- [AVAILABLE DATA]:
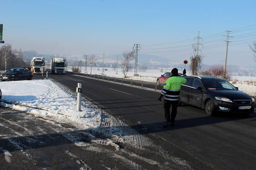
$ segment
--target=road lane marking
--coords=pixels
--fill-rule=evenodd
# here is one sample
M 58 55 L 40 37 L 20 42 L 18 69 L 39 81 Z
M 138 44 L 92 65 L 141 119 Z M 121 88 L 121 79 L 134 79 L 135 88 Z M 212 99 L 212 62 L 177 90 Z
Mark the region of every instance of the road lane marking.
M 80 79 L 78 79 L 78 80 L 79 80 L 79 81 L 84 81 L 84 82 L 85 82 L 85 81 L 84 81 L 83 80 L 80 80 Z
M 131 94 L 129 94 L 129 93 L 125 93 L 124 92 L 123 92 L 122 91 L 118 91 L 118 90 L 115 90 L 114 89 L 110 89 L 110 88 L 109 88 L 109 89 L 110 89 L 111 90 L 115 90 L 115 91 L 118 91 L 118 92 L 121 92 L 121 93 L 125 93 L 125 94 L 127 94 L 127 95 L 130 95 L 133 96 L 132 95 L 131 95 Z

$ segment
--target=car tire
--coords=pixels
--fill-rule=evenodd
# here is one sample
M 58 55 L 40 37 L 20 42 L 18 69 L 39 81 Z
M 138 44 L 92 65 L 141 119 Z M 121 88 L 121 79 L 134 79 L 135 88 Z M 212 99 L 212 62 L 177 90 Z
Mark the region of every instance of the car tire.
M 160 81 L 159 80 L 159 79 L 158 79 L 156 81 L 156 84 L 157 85 L 159 85 L 160 84 Z
M 205 112 L 209 116 L 213 116 L 215 112 L 215 104 L 211 100 L 209 100 L 205 103 Z
M 16 76 L 14 78 L 14 80 L 15 81 L 19 81 L 19 80 L 20 80 L 20 77 L 18 76 Z

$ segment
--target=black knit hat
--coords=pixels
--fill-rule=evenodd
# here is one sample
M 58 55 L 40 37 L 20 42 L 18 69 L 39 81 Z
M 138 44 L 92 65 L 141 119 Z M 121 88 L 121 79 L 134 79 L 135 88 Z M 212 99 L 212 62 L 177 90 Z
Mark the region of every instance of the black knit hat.
M 178 74 L 178 69 L 176 68 L 174 68 L 172 70 L 171 73 L 173 74 Z

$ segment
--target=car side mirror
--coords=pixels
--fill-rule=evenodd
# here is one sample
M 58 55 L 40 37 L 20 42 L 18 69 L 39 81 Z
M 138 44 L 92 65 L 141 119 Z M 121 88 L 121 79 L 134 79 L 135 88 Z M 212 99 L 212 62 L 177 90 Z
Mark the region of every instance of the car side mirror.
M 197 86 L 196 88 L 196 89 L 197 90 L 202 90 L 202 88 L 200 86 Z

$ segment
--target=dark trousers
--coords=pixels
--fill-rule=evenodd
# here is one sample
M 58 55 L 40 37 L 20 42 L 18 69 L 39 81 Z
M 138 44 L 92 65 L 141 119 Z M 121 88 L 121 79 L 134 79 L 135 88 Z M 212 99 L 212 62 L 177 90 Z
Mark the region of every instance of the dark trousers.
M 164 116 L 167 122 L 174 123 L 175 121 L 175 118 L 177 114 L 177 108 L 178 107 L 178 100 L 172 101 L 164 100 Z M 172 114 L 170 115 L 170 108 L 171 106 L 172 106 Z

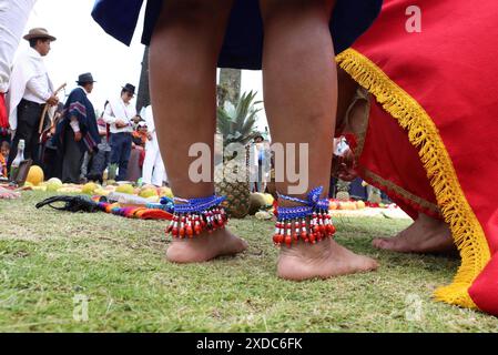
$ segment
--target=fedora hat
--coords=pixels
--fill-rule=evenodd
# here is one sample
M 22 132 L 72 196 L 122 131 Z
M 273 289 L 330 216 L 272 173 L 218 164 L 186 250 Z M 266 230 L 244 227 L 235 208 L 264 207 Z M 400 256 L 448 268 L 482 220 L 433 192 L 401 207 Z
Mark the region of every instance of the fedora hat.
M 52 34 L 49 34 L 49 31 L 47 31 L 47 29 L 43 28 L 31 29 L 28 32 L 28 34 L 23 37 L 23 39 L 27 41 L 32 40 L 34 38 L 45 38 L 51 40 L 52 42 L 57 40 L 57 38 L 54 38 Z
M 126 90 L 126 91 L 130 92 L 132 95 L 135 94 L 135 87 L 132 85 L 132 84 L 125 84 L 125 85 L 123 87 L 123 90 Z
M 93 77 L 91 73 L 84 73 L 84 74 L 81 74 L 80 77 L 78 77 L 78 81 L 77 81 L 78 84 L 88 83 L 88 82 L 95 82 L 93 80 Z

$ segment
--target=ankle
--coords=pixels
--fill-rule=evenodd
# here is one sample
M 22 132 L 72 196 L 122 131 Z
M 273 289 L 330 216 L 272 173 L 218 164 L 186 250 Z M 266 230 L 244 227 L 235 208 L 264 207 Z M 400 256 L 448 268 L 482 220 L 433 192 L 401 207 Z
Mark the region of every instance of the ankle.
M 322 243 L 311 244 L 299 241 L 292 247 L 281 247 L 281 257 L 296 257 L 305 260 L 327 258 L 332 252 L 332 243 L 324 241 Z

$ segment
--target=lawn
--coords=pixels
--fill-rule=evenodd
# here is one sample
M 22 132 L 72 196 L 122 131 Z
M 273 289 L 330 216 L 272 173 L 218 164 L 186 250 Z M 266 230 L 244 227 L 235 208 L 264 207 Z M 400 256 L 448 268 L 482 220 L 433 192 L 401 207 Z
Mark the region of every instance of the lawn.
M 0 201 L 0 332 L 498 332 L 495 317 L 431 300 L 457 260 L 370 247 L 407 220 L 337 219 L 339 243 L 380 268 L 294 283 L 275 276 L 272 222 L 231 221 L 250 243 L 237 257 L 174 265 L 164 222 L 38 211 L 47 196 Z

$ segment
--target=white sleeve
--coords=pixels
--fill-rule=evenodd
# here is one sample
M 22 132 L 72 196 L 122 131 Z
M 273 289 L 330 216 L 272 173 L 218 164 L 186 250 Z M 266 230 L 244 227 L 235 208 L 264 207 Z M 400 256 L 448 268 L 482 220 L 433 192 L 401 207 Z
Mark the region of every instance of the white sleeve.
M 0 92 L 9 89 L 14 53 L 35 0 L 0 1 Z
M 44 85 L 45 83 L 47 83 L 47 75 L 43 74 L 31 78 L 26 84 L 26 87 L 37 98 L 47 101 L 50 99 L 52 94 L 50 93 L 48 85 Z
M 108 103 L 108 105 L 105 106 L 103 119 L 108 124 L 114 124 L 118 120 L 112 113 L 111 103 Z

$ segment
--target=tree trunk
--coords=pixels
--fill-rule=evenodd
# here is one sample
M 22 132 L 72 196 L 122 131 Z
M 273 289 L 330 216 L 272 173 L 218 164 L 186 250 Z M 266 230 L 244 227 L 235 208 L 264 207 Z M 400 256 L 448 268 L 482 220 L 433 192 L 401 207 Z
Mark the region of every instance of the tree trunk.
M 142 71 L 140 73 L 139 94 L 136 97 L 136 111 L 151 104 L 151 93 L 149 90 L 149 47 L 145 47 L 142 60 Z
M 224 106 L 225 101 L 236 105 L 241 98 L 242 70 L 225 69 L 220 70 L 220 85 L 217 90 L 218 105 Z

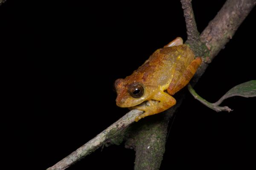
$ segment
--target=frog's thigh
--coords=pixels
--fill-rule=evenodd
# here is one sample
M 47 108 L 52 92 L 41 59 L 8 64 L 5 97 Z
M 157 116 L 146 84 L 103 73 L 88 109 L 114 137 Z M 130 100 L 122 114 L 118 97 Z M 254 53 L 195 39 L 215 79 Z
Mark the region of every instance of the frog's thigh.
M 179 79 L 176 84 L 170 84 L 167 92 L 171 95 L 173 95 L 176 92 L 184 87 L 189 82 L 198 68 L 202 63 L 202 59 L 200 57 L 196 58 L 187 67 L 181 77 Z
M 150 106 L 134 107 L 135 109 L 145 111 L 144 113 L 135 118 L 135 121 L 138 121 L 141 118 L 146 116 L 162 112 L 176 104 L 175 98 L 162 91 L 157 93 L 152 99 L 160 102 L 155 104 L 152 102 L 153 104 L 151 104 Z

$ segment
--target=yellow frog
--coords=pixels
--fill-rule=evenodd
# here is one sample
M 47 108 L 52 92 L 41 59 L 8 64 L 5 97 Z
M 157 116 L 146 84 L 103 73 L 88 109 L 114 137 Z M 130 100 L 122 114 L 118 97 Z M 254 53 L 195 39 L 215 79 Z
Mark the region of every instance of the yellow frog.
M 176 38 L 154 52 L 131 75 L 116 81 L 116 105 L 145 111 L 136 121 L 169 109 L 176 104 L 171 95 L 189 83 L 201 62 L 181 38 Z

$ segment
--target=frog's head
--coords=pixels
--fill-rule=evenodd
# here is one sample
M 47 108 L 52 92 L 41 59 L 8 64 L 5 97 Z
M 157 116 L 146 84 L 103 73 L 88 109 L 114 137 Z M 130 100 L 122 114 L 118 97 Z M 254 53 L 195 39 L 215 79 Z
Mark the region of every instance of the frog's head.
M 129 82 L 125 79 L 118 79 L 115 82 L 117 93 L 116 105 L 121 107 L 137 106 L 148 100 L 151 96 L 151 88 L 141 82 Z

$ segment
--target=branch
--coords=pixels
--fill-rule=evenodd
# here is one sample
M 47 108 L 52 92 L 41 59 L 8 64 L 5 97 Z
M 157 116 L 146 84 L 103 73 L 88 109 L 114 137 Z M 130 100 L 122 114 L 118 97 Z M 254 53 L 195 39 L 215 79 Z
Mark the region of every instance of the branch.
M 180 0 L 184 12 L 184 17 L 188 35 L 187 41 L 190 42 L 200 41 L 199 32 L 198 31 L 192 8 L 192 0 Z
M 200 36 L 209 53 L 209 63 L 232 38 L 235 32 L 256 4 L 255 0 L 227 0 Z
M 62 170 L 67 168 L 114 138 L 133 123 L 135 118 L 143 112 L 136 109 L 130 111 L 94 138 L 47 170 Z
M 184 1 L 184 3 L 185 1 L 190 1 L 191 3 L 191 0 L 186 1 L 185 0 L 182 0 L 182 1 Z M 227 0 L 227 1 L 215 18 L 211 21 L 209 25 L 205 29 L 200 36 L 201 41 L 206 43 L 209 49 L 209 51 L 207 52 L 204 51 L 204 49 L 203 49 L 204 52 L 204 55 L 207 56 L 206 61 L 208 61 L 208 63 L 210 62 L 214 58 L 214 57 L 223 48 L 226 43 L 232 38 L 239 26 L 254 6 L 255 4 L 255 0 Z M 194 17 L 193 14 L 193 15 L 191 15 L 191 14 L 193 14 L 192 9 L 185 8 L 185 9 L 184 9 L 184 11 L 186 10 L 188 10 L 186 11 L 189 11 L 189 10 L 190 11 L 190 14 L 189 14 L 188 16 L 189 17 L 192 16 L 192 17 Z M 190 24 L 189 23 L 190 20 L 189 20 L 187 21 L 188 23 L 187 23 L 187 20 L 186 19 L 186 24 L 187 24 L 187 28 L 190 28 Z M 194 20 L 194 21 L 192 21 L 192 23 L 194 23 L 195 20 L 193 19 L 192 20 Z M 195 25 L 194 24 L 194 25 L 195 26 Z M 193 29 L 194 29 L 192 28 L 192 30 Z M 196 32 L 195 32 L 195 30 L 194 30 L 192 31 L 191 32 L 195 33 Z M 194 33 L 192 34 L 194 35 Z M 196 35 L 196 32 L 195 35 Z M 190 35 L 188 36 L 188 38 L 189 36 Z M 192 38 L 193 37 L 193 36 L 192 36 L 191 37 L 191 38 Z M 196 39 L 195 40 L 196 40 Z M 207 66 L 208 64 L 204 62 L 202 64 L 200 68 L 198 70 L 198 71 L 194 75 L 194 78 L 192 80 L 192 83 L 195 84 L 196 82 L 199 78 L 203 75 Z M 161 134 L 166 136 L 167 134 L 166 132 L 168 126 L 168 124 L 166 123 L 166 121 L 167 122 L 168 121 L 168 120 L 166 119 L 168 118 L 169 120 L 169 118 L 171 118 L 174 115 L 178 107 L 181 103 L 183 98 L 182 96 L 183 96 L 184 94 L 180 94 L 180 95 L 181 97 L 177 100 L 176 105 L 167 110 L 166 112 L 167 112 L 167 113 L 164 115 L 165 115 L 163 116 L 163 115 L 164 115 L 163 114 L 158 114 L 159 115 L 156 115 L 155 116 L 150 116 L 154 117 L 155 119 L 157 118 L 161 118 L 161 120 L 160 121 L 159 120 L 155 121 L 156 122 L 157 121 L 160 121 L 158 123 L 155 124 L 157 124 L 157 126 L 148 126 L 146 125 L 144 125 L 145 124 L 145 124 L 146 122 L 151 118 L 147 118 L 147 120 L 145 119 L 145 121 L 146 121 L 142 120 L 135 124 L 134 125 L 140 126 L 140 128 L 139 129 L 136 129 L 134 132 L 137 132 L 137 135 L 140 136 L 142 136 L 141 135 L 151 136 L 151 138 L 147 138 L 148 140 L 147 142 L 148 143 L 154 143 L 154 141 L 155 142 L 158 141 L 156 140 L 156 138 L 158 137 L 158 134 L 157 133 L 159 133 L 161 131 Z M 116 122 L 98 135 L 96 137 L 57 163 L 53 167 L 47 169 L 47 170 L 64 170 L 68 167 L 73 163 L 89 154 L 90 153 L 93 152 L 99 147 L 100 147 L 105 143 L 108 140 L 113 138 L 117 134 L 119 134 L 120 132 L 123 131 L 124 129 L 133 123 L 135 118 L 141 114 L 142 112 L 137 110 L 133 110 L 129 112 Z M 144 124 L 143 124 L 143 123 L 144 123 Z M 140 125 L 140 126 L 139 126 Z M 155 129 L 157 128 L 159 130 L 154 130 L 154 128 Z M 130 133 L 130 134 L 132 134 L 133 131 L 131 131 L 131 132 Z M 140 141 L 139 139 L 137 140 L 136 138 L 134 139 L 134 140 L 136 141 L 133 142 L 135 144 L 136 144 L 136 143 L 137 144 L 137 142 Z M 160 141 L 161 144 L 165 144 L 166 140 L 166 138 L 163 138 L 162 136 L 161 136 L 160 140 L 160 141 Z M 143 155 L 140 154 L 139 152 L 140 150 L 145 151 L 145 150 L 149 150 L 149 148 L 152 149 L 152 147 L 151 148 L 150 147 L 147 150 L 145 149 L 144 150 L 140 150 L 140 148 L 142 148 L 142 147 L 148 147 L 146 145 L 144 145 L 144 144 L 137 144 L 134 146 L 137 151 L 136 155 L 138 156 Z M 163 153 L 163 150 L 162 149 L 163 149 L 163 147 L 162 144 L 160 147 L 160 148 L 157 148 L 155 147 L 153 149 L 155 150 L 157 150 L 159 148 L 160 148 L 159 150 L 161 150 L 160 153 Z M 147 148 L 147 147 L 146 148 Z M 156 150 L 156 152 L 148 152 L 145 153 L 144 153 L 144 154 L 146 154 L 145 155 L 148 157 L 151 156 L 151 158 L 153 158 L 156 156 L 156 153 L 157 153 L 157 150 Z M 163 151 L 164 151 L 164 149 Z M 158 153 L 160 153 L 160 152 Z M 160 157 L 160 159 L 159 159 L 159 160 L 157 161 L 159 162 L 158 164 L 157 164 L 158 167 L 154 166 L 152 168 L 151 167 L 152 166 L 152 163 L 151 162 L 151 159 L 148 159 L 147 160 L 144 160 L 146 162 L 143 162 L 143 163 L 148 163 L 147 164 L 146 167 L 136 167 L 136 165 L 135 168 L 137 169 L 145 170 L 159 169 L 160 164 L 160 163 L 159 162 L 160 162 L 159 161 L 161 161 L 162 160 L 163 154 L 161 153 L 160 155 L 157 155 L 157 156 Z M 138 162 L 139 164 L 140 162 L 142 162 L 138 161 L 139 160 L 137 160 L 137 158 L 138 158 L 138 157 L 137 156 L 136 160 L 135 161 L 136 162 Z M 136 162 L 136 161 L 137 161 Z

- [PROMPT]: Put the lines of the items above into a JSON list of strings, one string per line, starting at the first line of the items and ending at the line that contains "M 131 94 L 129", with that line included. Leave out blank lines and the pictures.

- [RESULT OF THIS EXERCISE]:
[
  "$ segment",
  "--target=road lane marking",
  "--coords=pixels",
  "--fill-rule=evenodd",
  "# here is one sample",
  "M 58 55 L 40 37 L 20 42 L 18 69 L 39 81 Z",
  "M 138 44 L 92 65 L 141 119 Z M 121 88 L 121 79 L 134 79 L 135 88 Z M 212 99 L 212 62 L 177 90 Z",
  "Mark the region of every instance of the road lane marking.",
  "M 80 79 L 78 79 L 78 80 L 79 80 L 79 81 L 84 81 L 84 82 L 85 82 L 85 81 L 84 81 L 83 80 L 80 80 Z",
  "M 131 94 L 129 94 L 129 93 L 125 93 L 124 92 L 123 92 L 122 91 L 118 91 L 118 90 L 115 90 L 114 89 L 110 89 L 110 88 L 109 88 L 109 89 L 110 89 L 111 90 L 115 90 L 115 91 L 118 91 L 118 92 L 121 92 L 121 93 L 125 93 L 125 94 L 127 94 L 127 95 L 130 95 L 133 96 L 132 95 L 131 95 Z"
]